* **PETUNJUK**:
**A.** Terjemahkan kalimat "Goresan tanganku yang begitu kaku, tidak lagi menjadi permasalahan pelik." dari teks soal menggambar dengan komputer ke dalam bahasa Inggris.
**B.** Sambung teks soal menggambar dengan komputer mulai sesudah kalimat terakhirnya.

* **KUTIPAN TEKS**:
Seketika itu seluruh meja gambar dilipat dan digantikan oleh seperangkat komputer. Seketika itu orang tidak lagi mempermasalahkan mesin lengan atau rell, hanya spesifikasi komputer yang mereka bicarakan. Seketika itu proses pembelajaran tidak lagi mengenai bagaimana sang pelajar dapat menggoreskan sebuah garis panjang yang lurus tak terputus, melainkan bagaimana sang pelajar dapat menghafal sebanyak mungkin kode-kode perintah gambar yang dikenali oleh sistem perangkat lunaknya. Seketika itu pula seluruh perangkat rapido teregenerasi oleh keyboard dan mouse. Keseketikaan itulah yang menyelamatkan dan semakin memantapkanku untuk tidak beranjak dari dunia keilmuan yang telah kuyakini sebagai jalan hidupku ini.
Seluruh proses menjadi begitu dimudahkan. Goresan tanganku yang begitu kaku, tidak lagi menjadi permasalahan pelik. Karena kini, proses menggambar hanyalah sekedar proses menggerakkan mouse dan mengutak-atik keyboard. Semakin besar saja semangatku untuk dapat menguasai teknologi ini. Karena teknologi ini bukan saja dapat menggantikan buruknya kemampuan gambar tanganku, melainkan juga ada semangat kekinian dalam tekhnologi tersebut. Ada semangat modernitas yang seiring-sejalan dengan zaman.

* **DATA BARIS**:
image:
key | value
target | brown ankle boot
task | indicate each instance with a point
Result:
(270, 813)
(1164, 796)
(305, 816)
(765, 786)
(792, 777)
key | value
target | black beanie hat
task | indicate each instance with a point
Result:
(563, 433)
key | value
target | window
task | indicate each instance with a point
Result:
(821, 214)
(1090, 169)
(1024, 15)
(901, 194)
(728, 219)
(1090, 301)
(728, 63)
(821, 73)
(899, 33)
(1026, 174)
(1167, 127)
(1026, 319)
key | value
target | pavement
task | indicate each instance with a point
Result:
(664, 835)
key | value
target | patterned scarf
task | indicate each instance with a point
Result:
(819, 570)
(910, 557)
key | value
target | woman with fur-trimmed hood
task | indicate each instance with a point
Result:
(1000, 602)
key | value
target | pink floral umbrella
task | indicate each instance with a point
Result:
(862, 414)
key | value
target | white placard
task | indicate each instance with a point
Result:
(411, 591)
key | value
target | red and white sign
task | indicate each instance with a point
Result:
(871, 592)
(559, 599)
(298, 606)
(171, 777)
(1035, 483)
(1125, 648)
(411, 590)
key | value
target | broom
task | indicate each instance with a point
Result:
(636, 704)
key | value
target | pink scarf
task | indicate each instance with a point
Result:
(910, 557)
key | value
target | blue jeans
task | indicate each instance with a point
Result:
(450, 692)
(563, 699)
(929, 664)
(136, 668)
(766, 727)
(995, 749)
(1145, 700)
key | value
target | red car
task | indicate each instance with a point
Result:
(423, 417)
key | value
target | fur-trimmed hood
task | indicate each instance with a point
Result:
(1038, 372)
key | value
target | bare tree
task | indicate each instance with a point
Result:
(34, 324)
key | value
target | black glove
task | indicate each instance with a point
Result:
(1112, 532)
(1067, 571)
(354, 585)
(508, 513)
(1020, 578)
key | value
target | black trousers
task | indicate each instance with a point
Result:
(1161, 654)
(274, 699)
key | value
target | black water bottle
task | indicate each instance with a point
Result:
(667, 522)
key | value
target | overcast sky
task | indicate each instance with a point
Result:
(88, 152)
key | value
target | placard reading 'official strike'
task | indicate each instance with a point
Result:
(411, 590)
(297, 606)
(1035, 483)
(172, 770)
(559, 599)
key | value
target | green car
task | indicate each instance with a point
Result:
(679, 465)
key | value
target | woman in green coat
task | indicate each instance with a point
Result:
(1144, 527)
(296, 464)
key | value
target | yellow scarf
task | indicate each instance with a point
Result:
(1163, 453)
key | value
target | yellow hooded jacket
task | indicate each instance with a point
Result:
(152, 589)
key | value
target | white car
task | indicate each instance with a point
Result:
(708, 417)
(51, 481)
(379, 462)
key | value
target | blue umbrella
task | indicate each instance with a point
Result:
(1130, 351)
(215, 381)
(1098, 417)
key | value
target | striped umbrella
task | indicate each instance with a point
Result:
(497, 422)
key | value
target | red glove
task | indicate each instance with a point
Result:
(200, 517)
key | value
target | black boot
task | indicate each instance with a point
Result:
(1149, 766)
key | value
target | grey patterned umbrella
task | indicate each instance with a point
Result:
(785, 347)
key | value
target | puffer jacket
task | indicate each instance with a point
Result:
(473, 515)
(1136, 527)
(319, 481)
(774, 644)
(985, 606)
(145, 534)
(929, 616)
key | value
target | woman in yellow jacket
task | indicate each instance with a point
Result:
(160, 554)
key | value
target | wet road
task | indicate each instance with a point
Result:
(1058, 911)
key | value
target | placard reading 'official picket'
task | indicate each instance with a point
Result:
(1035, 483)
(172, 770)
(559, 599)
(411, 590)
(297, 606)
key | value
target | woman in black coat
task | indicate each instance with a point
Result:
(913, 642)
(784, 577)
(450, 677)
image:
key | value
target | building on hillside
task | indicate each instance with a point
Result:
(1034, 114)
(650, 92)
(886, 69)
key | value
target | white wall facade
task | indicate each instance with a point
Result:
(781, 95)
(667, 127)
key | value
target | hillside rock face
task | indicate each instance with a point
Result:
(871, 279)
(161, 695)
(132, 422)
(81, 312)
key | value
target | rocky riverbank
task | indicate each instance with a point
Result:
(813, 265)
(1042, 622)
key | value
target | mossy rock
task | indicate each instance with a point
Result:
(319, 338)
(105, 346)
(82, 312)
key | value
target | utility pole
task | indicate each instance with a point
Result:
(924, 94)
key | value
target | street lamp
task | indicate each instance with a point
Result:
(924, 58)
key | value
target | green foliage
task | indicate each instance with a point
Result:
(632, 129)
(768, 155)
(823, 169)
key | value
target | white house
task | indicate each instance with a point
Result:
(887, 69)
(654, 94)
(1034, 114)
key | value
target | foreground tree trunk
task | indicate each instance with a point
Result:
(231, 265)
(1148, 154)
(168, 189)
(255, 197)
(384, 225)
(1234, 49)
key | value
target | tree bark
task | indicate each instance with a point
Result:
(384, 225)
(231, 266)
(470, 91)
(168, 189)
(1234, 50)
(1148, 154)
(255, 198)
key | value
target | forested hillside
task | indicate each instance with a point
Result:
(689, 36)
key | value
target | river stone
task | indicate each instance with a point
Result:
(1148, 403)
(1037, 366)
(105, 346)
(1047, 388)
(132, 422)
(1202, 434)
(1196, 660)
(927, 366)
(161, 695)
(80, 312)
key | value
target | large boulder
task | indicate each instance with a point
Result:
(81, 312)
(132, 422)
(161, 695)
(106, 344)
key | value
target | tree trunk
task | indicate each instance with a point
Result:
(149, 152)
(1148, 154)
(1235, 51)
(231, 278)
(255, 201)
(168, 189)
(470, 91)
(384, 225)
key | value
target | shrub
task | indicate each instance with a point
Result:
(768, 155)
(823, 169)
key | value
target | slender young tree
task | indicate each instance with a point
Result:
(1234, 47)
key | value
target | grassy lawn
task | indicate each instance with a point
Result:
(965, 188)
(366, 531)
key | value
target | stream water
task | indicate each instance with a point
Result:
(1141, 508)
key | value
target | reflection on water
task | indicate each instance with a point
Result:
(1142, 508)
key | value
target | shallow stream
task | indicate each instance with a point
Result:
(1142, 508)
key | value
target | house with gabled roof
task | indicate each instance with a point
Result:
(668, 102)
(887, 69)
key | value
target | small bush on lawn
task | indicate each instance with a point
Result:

* **HASIL AKHIR**:
**A.** My hand strokes, which were so stiff, were no longer a difficult problem.

**B.**
Tetapi ternyata tidak semudah itu. Perkembangan teknologi perangkat lunak sebagai alat bantu gambar, berkembang dengan sangat pesat. Terlalu pesat untuk dapat kuikuti. Dalam sekejap, puluhan perangkat lunak beredar dengan keunggulannya masing-masing.
Belum lagi satu perangat lunak berhasil kukuasai, telah muncul puluhan lainnya. Setiap daripadanya memiliki kode perintah kerja yang sangat beragam dan tidak mampu terekam sempurna dalam ingatanku. Layaknya lembaga bantuan belajar yang masing-masing memiliki cara tersendiri untuk menyelesaikan sebuah soal yang sama. Bahwa angka 2 bukan hanya merupakan hasil penambahan dari dua buah angka 1. Melainkan juga merupakan setengah bagian dari angka 4 dan banyak lagi. Mustahil bagiku untuk dapat mengikuti perkembangan itu. Mungkinkah ini akhir dari perjalananku membangun angan?
Seperti telah larut dalam keyakinan anganku, sekali lagi aku berkata ‘tidak’ untuk menyerah kepada kenyataan. Pada akhirnya aku berlabuh pada keputusan untuk mendalami secara utuh akan sebuah sistem perangkat lunak. Bagaimanapun juga, sistem ini hanyalah alat bantu. Inti dari segalanya tetaplah ada pada kematangan berfikir, pada kemapanan untuk dapat menghasilkan sebuah perencanaan yang dapat menjawab segala permasalahan. Toh kisah ini baru saja bermula. Tentunya apa yang terjadi saat ini juga merupakan sebuah pembentuk kontras yang tidak akan kalah kuat.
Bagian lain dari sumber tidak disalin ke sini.